Acute Versus Chronic Tinnitus
A single episode of ringing after a loud concert or a stressful day often resolves on its own within hours or days. The clinical threshold for chronic tinnitus is debated, with some definitions placing it at three months and others at six. About 10% of adults worldwide have experienced tinnitus lasting longer than three months, and roughly 2% deal with a severe form that significantly affects daily life.
The transition from short-lived ringing to a persistent condition involves the brain essentially “learning” the phantom signal. Over time, the synchronized firing patterns in auditory neurons become self-sustaining, even if the original trigger (noise damage, medication, an ear infection) is no longer present. This is why early attention to new tinnitus matters: the brain’s wiring is more flexible early on, before those patterns become entrenched.

ENTRIES SHOWN.
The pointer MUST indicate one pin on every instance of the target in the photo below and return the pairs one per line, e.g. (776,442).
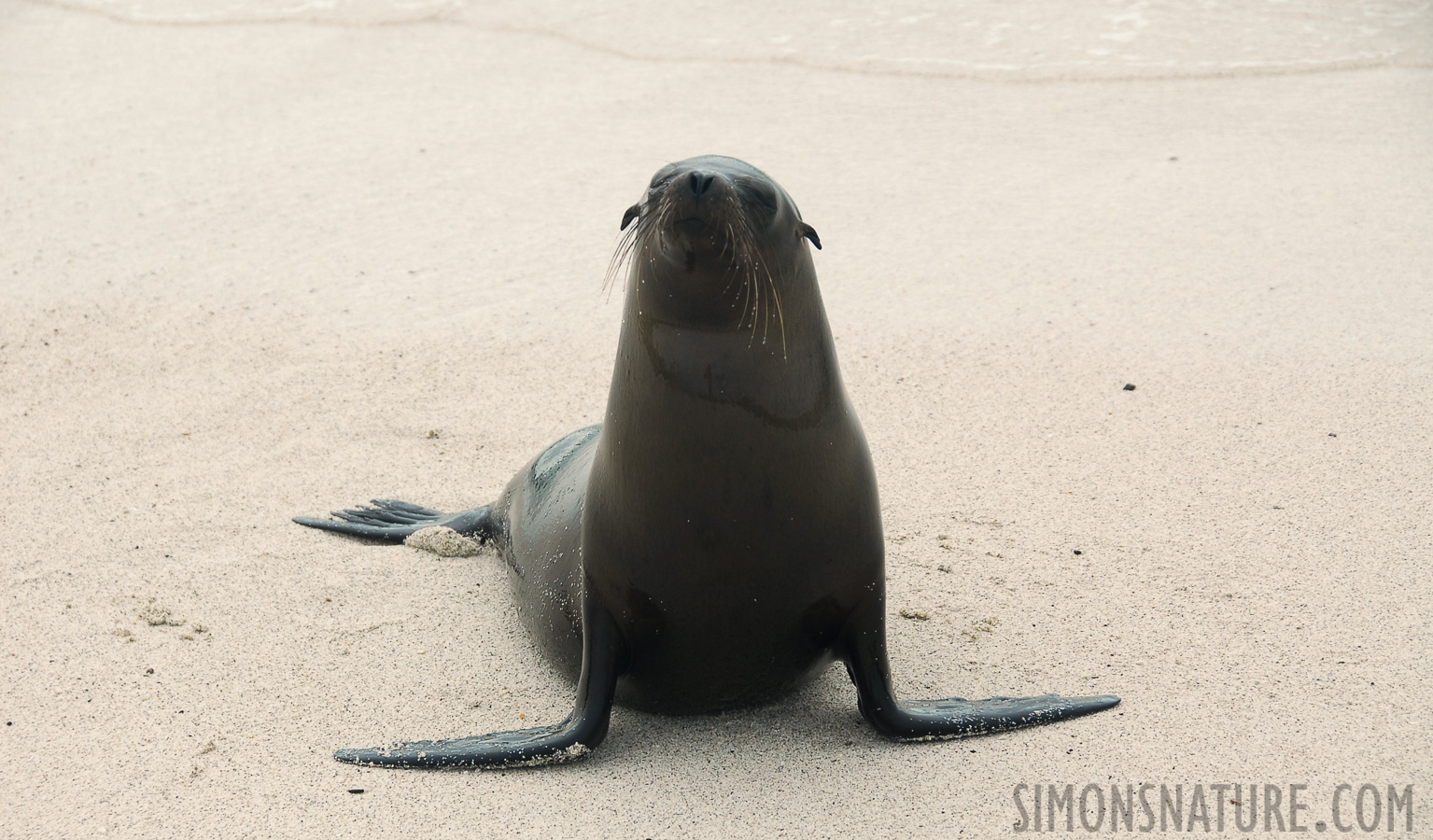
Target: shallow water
(989,39)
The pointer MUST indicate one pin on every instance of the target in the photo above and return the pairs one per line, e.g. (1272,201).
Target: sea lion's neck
(774,364)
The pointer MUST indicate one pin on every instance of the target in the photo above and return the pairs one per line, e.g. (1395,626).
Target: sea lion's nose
(699,182)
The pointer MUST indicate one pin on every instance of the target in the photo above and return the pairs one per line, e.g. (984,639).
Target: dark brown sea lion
(717,540)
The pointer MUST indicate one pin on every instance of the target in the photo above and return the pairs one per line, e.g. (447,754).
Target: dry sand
(261,270)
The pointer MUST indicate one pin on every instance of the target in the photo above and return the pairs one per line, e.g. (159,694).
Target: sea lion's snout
(699,182)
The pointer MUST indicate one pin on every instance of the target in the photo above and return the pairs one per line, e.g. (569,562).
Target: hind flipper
(393,521)
(923,720)
(602,661)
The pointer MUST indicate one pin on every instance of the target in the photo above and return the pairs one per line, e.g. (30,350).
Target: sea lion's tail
(393,521)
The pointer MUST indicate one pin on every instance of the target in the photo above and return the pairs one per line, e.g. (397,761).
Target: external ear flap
(632,213)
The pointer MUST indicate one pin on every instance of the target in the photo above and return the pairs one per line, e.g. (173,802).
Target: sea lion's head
(714,230)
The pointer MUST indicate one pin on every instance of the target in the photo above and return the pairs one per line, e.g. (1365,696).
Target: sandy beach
(260,262)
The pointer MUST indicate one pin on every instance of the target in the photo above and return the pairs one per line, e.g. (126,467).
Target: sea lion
(717,540)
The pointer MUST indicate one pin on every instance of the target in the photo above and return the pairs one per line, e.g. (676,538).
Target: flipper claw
(393,521)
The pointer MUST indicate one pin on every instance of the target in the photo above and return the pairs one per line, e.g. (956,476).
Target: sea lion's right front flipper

PROBLEMS TO WORK ON.
• A. In the tinnitus excerpt, rewrite the paragraph that begins "The transition from short-lived ringing" as a short bulleted list, keeping its main facts.
• B. Answer these questions from the tinnitus excerpt, one line each:
(i) What two time thresholds do definitions of chronic tinnitus use?
(ii) Roughly what share of adults deal with a severe form that significantly affects daily life?
(iii) What three examples of an original trigger does the excerpt give?
• C. Repeat the tinnitus excerpt from "Acute Versus Chronic" to "affects daily life.".

SOLUTIONS TO THE PROBLEMS.
• A.
- Persistent tinnitus develops as the brain "learns" the phantom signal.
- Over time, synchronized firing patterns in auditory neurons become self-sustaining, even after the original trigger (noise damage, medication, an ear infection) is gone.
- Early attention to new tinnitus matters because the brain's wiring is more flexible before these patterns become entrenched.

• B.
(i) Three months and six months.
(ii) Roughly 2%.
(iii) Noise damage, medication, and an ear infection.

• C.
Acute Versus Chronic Tinnitus
A single episode of ringing after a loud concert or a stressful day often resolves on its own within hours or days. The clinical threshold for chronic tinnitus is debated, with some definitions placing it at three months and others at six. About 10% of adults worldwide have experienced tinnitus lasting longer than three months, and roughly 2% deal with a severe form that significantly affects daily life.